▶ **TASK DIRECTIONS**:
In the article on the Camden sanitation strike, repeat word for word the part that opens with the words containing "Militant/Janet PostJoanne Kuniansky, SWP" and closes with "latest contract proposal.".

NJ sanitation workers discuss strike over wages, boss attacks

By Janet Post
March 27, 2023
Joanne Kuniansky, SWP candidate for New Jersey state Senate, talks with striking Camden, New Jersey, sanitation workers, from left, Bill Atkinson, Rhashik Mathes, and Moe, on Teamsters Local 115 picket line March 4. “We need workers control over our jobs,” said Kuniansky.
Militant/Janet PostJoanne Kuniansky, SWP candidate for New Jersey state Senate, talks with striking Camden, New Jersey, sanitation workers, from left, Bill Atkinson, Rhashik Mathes, and Moe, on Teamsters Local 115 picket line March 4. “We need workers control over our jobs,” said Kuniansky.

CAMDEN, N.J. — Joanne Kuniansky, Socialist Workers Party candidate for New Jersey state Senate, along with Chris Hoeppner, SWP candidate for mayor of Philadelphia, and this Militant  reporter, visited the sanitation workers picket line here in solidarity March 4. The members of Teamsters Local 115 were glad to talk to us. The workers walked out Jan. 31 against Waste Management over wages, health benefits and bosses’ increasing use of disciplinary measures. On March 5 they voted to accept the latest contract proposal.

The bosses “didn’t want us to strike and set a precedent for other workers,” Bob Klein, a driver for 26 years, told Kuniansky. “Working people do support the unions and appreciate when we fight,” she said.

Many workers talked about how the bosses try and force them to do unsafe jobs. “They will say, ‘Well, Billy did this, so why can’t you do it?’” striker Rhashik Mathes told Kuniansky.

“We have the right to go home at the end of the day in the same shape that we started the day,” Kuniansky replied. “We need workers control over safety and all aspects of what we do on the job.”

Striker Bill Atkinson told the SWP candidate that the bosses really don’t care about maintenance or making equipment safe, “but we should say, ‘see something, fix something.’”

Driver Joe Gallagher pointed to a huge mirror above the entrance where the trucks enter and leave the yard. “We’ve been asking them to repair that mirror for a year,” he said. “Someone is going to get hurt.”

“It’s not just a question of money for the companies,” Steve DeCecco, a driver for 34 years, said. “They’ll throw money at us all day to keep us down. Years ago, the union had the right to approve safety and rule changes, then they gave us over $1,000 to take that away.”

“That’s what we call ‘blood money,’” Kuniansky said. “It’s a bribe. Whenever a boss has tried to buy me with some ‘bonus,’ I tell my co-workers I’m giving the money to my party to strengthen the labor movement.”

▶ **Data entries**:

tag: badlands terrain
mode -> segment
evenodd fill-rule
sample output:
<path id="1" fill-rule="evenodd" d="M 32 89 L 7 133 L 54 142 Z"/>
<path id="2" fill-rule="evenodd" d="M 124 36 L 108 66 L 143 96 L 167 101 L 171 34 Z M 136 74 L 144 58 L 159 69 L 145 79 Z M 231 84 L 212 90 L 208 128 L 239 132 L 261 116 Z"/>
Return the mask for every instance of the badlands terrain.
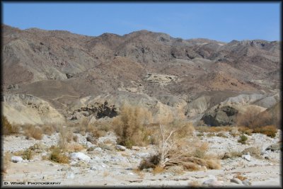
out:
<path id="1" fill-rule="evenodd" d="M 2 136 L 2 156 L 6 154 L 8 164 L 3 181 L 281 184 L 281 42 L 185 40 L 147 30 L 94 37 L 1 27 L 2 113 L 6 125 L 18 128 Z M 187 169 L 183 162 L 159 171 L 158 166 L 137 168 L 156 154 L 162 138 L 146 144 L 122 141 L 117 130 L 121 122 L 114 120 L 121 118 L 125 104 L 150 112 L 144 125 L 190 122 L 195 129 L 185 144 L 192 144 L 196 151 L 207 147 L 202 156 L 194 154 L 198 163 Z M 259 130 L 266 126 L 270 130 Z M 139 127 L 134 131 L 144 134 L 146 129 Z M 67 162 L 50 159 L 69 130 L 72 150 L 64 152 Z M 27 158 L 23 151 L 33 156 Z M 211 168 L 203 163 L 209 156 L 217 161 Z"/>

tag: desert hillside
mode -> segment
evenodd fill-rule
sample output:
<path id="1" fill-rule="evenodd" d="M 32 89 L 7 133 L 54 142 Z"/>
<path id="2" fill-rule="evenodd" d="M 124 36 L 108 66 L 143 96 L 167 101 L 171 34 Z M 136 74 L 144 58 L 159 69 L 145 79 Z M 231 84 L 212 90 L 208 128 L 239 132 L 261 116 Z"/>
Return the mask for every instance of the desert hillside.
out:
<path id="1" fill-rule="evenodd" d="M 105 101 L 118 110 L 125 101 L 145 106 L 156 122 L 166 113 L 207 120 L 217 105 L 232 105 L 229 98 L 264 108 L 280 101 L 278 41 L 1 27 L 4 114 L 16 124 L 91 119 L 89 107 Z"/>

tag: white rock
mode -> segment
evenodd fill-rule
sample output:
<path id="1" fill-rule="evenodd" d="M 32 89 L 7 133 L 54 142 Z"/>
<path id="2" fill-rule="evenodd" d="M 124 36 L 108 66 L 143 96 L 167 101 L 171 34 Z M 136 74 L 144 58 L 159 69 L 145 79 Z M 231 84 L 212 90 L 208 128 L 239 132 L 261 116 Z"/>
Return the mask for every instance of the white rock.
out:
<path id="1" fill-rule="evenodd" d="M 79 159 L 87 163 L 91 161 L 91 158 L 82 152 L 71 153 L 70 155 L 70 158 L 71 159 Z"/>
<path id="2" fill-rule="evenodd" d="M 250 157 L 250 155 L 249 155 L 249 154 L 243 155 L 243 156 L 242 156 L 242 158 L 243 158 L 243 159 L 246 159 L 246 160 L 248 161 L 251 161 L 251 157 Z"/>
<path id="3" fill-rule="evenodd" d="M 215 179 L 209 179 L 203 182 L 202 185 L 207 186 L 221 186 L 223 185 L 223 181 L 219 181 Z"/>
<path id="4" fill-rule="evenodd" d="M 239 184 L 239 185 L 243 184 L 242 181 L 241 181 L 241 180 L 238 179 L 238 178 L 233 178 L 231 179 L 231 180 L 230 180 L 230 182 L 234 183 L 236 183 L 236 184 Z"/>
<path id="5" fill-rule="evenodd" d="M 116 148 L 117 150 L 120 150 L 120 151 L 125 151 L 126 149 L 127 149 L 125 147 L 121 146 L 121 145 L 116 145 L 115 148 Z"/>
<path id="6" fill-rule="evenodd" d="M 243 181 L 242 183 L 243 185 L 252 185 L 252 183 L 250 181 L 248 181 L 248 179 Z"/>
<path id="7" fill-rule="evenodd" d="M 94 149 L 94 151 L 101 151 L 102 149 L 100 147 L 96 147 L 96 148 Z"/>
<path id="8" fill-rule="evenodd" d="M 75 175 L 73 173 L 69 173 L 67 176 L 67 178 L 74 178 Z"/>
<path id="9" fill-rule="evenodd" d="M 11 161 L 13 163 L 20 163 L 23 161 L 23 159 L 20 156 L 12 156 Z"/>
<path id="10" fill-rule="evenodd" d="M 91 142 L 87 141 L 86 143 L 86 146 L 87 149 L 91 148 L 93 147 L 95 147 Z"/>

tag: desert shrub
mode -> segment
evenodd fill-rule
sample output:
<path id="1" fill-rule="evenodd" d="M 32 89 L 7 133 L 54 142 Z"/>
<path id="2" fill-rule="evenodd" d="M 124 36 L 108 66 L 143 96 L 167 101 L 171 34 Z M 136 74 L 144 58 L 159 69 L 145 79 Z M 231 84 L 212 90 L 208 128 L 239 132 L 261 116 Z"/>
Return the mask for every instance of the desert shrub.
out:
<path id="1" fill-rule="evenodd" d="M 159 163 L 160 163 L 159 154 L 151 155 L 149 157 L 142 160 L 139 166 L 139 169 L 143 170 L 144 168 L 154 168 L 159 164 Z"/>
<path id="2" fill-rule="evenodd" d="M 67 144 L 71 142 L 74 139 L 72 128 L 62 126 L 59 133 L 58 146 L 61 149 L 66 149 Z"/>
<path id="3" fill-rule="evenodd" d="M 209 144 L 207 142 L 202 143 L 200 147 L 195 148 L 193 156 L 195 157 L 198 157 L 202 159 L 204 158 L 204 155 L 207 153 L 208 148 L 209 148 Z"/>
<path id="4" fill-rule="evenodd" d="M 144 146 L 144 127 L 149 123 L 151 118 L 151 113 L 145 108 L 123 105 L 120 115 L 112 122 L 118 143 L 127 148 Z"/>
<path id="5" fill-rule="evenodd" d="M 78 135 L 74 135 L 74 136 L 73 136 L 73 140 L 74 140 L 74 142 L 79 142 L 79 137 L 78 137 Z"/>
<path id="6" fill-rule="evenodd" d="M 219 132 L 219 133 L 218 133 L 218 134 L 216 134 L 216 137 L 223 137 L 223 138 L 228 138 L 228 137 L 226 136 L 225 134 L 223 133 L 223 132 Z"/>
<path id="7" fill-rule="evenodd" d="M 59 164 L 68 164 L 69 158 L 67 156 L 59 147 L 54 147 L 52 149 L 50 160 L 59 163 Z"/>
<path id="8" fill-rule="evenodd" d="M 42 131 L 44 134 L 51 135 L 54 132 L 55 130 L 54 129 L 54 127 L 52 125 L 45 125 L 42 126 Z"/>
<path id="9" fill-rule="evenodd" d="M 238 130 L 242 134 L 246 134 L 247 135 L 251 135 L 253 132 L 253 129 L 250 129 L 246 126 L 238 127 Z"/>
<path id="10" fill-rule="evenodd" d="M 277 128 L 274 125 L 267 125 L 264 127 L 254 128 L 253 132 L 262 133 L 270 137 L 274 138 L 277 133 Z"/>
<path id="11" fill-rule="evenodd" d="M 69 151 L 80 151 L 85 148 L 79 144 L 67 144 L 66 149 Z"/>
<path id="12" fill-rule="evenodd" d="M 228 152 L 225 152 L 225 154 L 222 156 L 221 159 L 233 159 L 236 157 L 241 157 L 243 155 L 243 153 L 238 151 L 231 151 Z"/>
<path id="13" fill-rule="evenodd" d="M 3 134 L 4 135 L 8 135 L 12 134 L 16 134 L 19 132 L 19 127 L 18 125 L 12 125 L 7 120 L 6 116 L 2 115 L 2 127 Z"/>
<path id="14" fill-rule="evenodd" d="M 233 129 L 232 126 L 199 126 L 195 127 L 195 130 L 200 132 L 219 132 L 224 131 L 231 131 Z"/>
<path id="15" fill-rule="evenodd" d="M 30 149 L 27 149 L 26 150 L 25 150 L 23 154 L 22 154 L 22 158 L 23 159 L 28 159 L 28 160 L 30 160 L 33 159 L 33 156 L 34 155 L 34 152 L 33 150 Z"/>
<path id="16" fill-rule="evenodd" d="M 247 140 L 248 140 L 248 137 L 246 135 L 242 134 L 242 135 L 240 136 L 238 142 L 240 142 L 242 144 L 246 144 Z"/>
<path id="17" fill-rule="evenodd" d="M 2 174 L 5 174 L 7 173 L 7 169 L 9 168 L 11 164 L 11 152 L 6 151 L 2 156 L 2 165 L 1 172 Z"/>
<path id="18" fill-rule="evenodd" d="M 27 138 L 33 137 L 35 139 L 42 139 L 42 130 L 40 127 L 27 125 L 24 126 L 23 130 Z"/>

* * *

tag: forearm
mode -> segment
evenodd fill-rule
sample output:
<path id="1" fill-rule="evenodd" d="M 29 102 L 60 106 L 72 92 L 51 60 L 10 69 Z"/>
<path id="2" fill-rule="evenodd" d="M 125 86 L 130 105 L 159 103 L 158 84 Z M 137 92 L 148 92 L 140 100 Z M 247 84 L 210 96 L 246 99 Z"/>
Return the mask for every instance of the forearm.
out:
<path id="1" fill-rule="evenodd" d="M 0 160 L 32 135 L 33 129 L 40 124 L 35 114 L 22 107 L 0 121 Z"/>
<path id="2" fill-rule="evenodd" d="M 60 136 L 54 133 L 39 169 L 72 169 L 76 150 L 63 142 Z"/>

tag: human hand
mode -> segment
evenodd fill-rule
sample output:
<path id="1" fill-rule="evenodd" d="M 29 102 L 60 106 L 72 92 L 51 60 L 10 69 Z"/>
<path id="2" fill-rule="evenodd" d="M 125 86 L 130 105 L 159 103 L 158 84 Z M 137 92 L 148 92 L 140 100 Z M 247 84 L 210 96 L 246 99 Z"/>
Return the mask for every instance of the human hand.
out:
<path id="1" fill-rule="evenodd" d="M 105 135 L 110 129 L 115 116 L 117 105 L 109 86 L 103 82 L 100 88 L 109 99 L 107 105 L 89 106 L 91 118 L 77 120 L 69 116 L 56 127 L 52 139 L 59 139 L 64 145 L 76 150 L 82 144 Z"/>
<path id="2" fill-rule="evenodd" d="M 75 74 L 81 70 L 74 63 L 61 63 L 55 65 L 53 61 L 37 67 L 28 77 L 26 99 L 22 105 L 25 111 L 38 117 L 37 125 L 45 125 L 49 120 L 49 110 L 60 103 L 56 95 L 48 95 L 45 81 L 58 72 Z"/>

▶ **WRITTEN RESPONSE**:
Militant/Janet PostJoanne Kuniansky, SWP candidate for New Jersey state Senate, talks with striking Camden, New Jersey, sanitation workers, from left, Bill Atkinson, Rhashik Mathes, and Moe, on Teamsters Local 115 picket line March 4. “We need workers control over our jobs,” said Kuniansky.

CAMDEN, N.J. — Joanne Kuniansky, Socialist Workers Party candidate for New Jersey state Senate, along with Chris Hoeppner, SWP candidate for mayor of Philadelphia, and this Militant  reporter, visited the sanitation workers picket line here in solidarity March 4. The members of Teamsters Local 115 were glad to talk to us. The workers walked out Jan. 31 against Waste Management over wages, health benefits and bosses’ increasing use of disciplinary measures. On March 5 they voted to accept the latest contract proposal.